* [Stated task] Please copy all the entries below in full, requests included, and multiply every polygon vertex coordinate in the answers by 2.25, rounding each result to a whole number with halves rounded up. Leave the requests and their sample outputs unchanged.

* [Dataset rows]
..............................
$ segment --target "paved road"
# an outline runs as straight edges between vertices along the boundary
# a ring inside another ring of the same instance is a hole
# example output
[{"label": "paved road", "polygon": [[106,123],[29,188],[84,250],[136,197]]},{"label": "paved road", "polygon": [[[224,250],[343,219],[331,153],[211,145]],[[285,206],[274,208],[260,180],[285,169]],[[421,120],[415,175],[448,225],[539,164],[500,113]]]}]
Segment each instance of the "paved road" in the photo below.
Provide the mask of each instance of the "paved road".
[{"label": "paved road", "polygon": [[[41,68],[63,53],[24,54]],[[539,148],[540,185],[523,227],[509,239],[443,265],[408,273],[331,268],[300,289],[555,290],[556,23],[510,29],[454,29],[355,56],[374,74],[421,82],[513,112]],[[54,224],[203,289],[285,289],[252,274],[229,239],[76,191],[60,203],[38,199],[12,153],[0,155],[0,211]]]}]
..............................
* [Result]
$ segment --target "paved road"
# an outline runs as straight edges between vertices along the boundary
# a ring inside another ring of the same instance is a hole
# example output
[{"label": "paved road", "polygon": [[106,123],[29,188],[84,250],[136,197]]},{"label": "paved road", "polygon": [[[224,250],[343,219],[331,153],[211,145]],[[285,206],[274,208],[260,180],[285,169]],[[421,120],[415,175],[448,225],[539,164],[500,113]]]}]
Segment each instance of the "paved road" in the photo below.
Provide the mask of each instance of the "paved road".
[{"label": "paved road", "polygon": [[[92,153],[142,119],[54,122]],[[1213,333],[1215,416],[1177,511],[1145,538],[997,596],[918,614],[745,603],[675,650],[1249,653],[1251,52],[1148,65],[1022,65],[799,126],[842,167],[947,185],[1154,252]],[[122,504],[457,650],[641,650],[567,617],[515,538],[171,430],[135,457],[86,448],[27,344],[0,349],[0,475]]]}]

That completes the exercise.